• TASKS AND EXERCISES:
• A. Rewrite the elevation data management text from "- Create a mosaic dataset for" up to and including "to publish (referenced).", swapping "collection" for "product".
• B. In the elevation data management text, which document is recommended for a design method that lays out a successful geographic information system?
• C. Write what comes next in the elevation data management text, picking up after its last sentence.

• TEXT SHOWN:
Managing elevation data, Part 2: Design and data management plan
The audience for this workflow is primarily the image data managers within an organization who are mandated to make elevation data accessible to a range of user communities. This workflow presumes the image data manager is using ArcGIS Desktop to manage the data and ArcGIS Server to distribute the data as one or more image services, but this workflow is also applicable for managing and distributing elevation data in only ArcGIS Desktop.
This workflow is intended to address raster, cell-based, elevation data. Elevation data stored as 3D point data (for example, LAS) and Terrain dataset formats must be converted to raster datasets to be used in this workflow.
This workflow is intended to address raster, cell-based, elevation data, and 3D point data stored as LAS files (the LAS dataset and Terrain dataset formats can also be used in this workflow).
This lists the general design of the elevation data management. Each of these will be discussed below.
- Data storage (size, requirements, and locations).
- Prepare data (may require preprocessing).
- Create a mosaic dataset for each collection (source).
- Create a mosaic dataset from each collection (master).
- Create different mosaic datasets for visualization, analysis, user access, and to publish (referenced).
Data storage is not discussed here, but does require some planning depending on your requirements. For a design methodology that outlines a successful geographic information system, refer to Esri's System Design Strategies online document.
One thing to mention is data organization. It is ideal if you can organize your data in folders grouped by their product. For example, keep the SRTM data in one folder and the NED 1/3 arcsec data in another folder. You will see in the steps (Part 3) how this will help when loading data, for quality assurance / quality control (QA/QC), and in longer-term maintenance.

• Stored records:
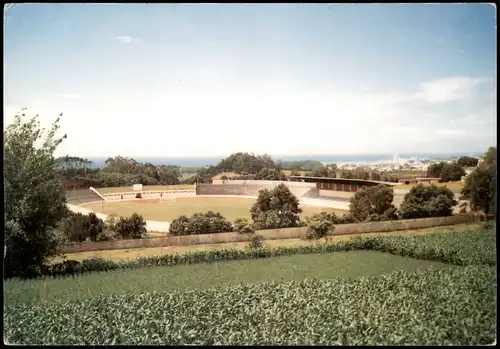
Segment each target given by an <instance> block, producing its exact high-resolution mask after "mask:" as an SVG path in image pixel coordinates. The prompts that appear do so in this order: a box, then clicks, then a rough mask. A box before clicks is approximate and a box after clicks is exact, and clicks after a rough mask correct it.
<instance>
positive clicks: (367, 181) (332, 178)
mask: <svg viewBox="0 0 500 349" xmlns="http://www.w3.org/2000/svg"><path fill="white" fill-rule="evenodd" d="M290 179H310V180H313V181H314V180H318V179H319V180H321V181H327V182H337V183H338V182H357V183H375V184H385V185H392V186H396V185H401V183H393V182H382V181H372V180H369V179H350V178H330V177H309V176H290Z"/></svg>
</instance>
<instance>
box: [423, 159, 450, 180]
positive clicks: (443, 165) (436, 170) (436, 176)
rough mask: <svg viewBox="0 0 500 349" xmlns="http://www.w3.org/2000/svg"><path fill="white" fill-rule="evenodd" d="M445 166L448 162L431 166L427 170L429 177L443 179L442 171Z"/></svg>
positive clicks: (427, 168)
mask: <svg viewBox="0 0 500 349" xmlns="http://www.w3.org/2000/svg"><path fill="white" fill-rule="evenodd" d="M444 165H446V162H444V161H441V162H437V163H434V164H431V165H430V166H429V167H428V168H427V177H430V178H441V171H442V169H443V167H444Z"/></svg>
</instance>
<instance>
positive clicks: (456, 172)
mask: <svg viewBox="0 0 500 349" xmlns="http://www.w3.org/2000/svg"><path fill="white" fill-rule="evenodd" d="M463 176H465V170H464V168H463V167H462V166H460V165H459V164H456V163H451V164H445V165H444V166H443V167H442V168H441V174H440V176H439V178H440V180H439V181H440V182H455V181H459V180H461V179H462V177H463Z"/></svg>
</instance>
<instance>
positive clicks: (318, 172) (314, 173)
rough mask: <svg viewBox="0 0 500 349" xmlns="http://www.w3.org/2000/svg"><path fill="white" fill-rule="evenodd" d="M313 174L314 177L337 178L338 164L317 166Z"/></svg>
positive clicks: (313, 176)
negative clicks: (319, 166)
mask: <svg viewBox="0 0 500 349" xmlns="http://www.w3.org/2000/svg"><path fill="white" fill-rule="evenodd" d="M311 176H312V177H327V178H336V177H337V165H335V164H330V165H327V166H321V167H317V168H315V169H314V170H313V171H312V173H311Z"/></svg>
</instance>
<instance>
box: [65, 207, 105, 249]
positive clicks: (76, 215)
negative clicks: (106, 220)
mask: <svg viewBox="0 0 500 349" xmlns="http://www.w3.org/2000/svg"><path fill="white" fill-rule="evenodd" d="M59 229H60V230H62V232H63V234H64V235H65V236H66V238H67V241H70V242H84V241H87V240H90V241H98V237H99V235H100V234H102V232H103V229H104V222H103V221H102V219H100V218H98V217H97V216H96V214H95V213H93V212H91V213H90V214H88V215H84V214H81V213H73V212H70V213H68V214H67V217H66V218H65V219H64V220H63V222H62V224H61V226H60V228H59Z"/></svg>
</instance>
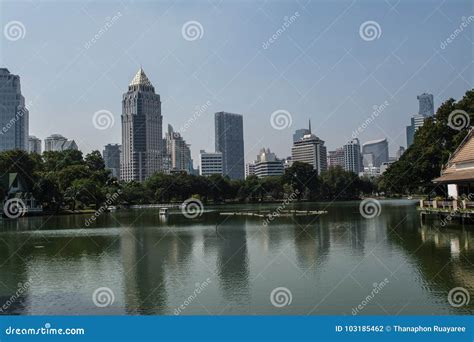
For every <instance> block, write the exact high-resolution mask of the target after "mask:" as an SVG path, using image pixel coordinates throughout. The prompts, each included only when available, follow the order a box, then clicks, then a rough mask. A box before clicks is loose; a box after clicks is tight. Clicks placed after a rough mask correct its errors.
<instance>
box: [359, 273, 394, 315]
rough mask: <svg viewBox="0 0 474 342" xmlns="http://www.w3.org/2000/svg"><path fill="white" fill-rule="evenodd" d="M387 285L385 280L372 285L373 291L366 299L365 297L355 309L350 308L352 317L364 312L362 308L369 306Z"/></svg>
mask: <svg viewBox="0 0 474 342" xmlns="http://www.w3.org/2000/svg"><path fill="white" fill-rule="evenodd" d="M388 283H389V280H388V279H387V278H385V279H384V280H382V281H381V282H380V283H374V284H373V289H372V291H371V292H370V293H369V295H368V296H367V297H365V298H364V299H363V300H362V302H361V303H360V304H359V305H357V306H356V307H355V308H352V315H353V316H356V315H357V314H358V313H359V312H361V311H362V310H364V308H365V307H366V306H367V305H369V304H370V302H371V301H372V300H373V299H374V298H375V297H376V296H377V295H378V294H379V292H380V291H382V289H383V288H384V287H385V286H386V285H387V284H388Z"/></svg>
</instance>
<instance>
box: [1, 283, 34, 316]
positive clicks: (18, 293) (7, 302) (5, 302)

• EXERCISE ANSWERS:
• A.
- Create a mosaic dataset for each product (source).
- Create a mosaic dataset from each product (master).
- Create different mosaic datasets for visualization, analysis, user access, and to publish (referenced).

• B. Esri's System Design Strategies online document.

• C.
This workflow emphasizes three different modes of using elevation data. Most end users need to see visualizations of the topography to meet their needs, whereas a smaller percentage of users want to see the results of a topographic analysis. The smallest percentage of users, such as engineers, have a requirement to access the actual elevation values to do their own analysis.
It is important to understand the differences and implement the proper usage mode for each of these users, since system efficiency and responsiveness can be greatly impacted. The different usage models that will be referenced repeatedly are viewer usage, analysis results usage, and data values usage.
Usage model 1: viewer usage
Users have a need to view representations of the elevation data. Thus the data manager must create appropriate visualization products on the server then serve those views to the users. This refers to the largest, but least technically demanding, user group—in many cases the general public—who needs easy access to any number of relatively clear products based on elevation data. Examples include
- A hillshaded or shaded relief image—for inclusion in a topographic map or basemap
- An image representing slope—for urban planning, landslide susceptibility, and so on
- An image representing aspect—for agriculture, wildlife habitat delineation and management, climate modeling, and so on
Of course, for users with ArcGIS, by providing them access to the elevation data, the application can generate these products themselves.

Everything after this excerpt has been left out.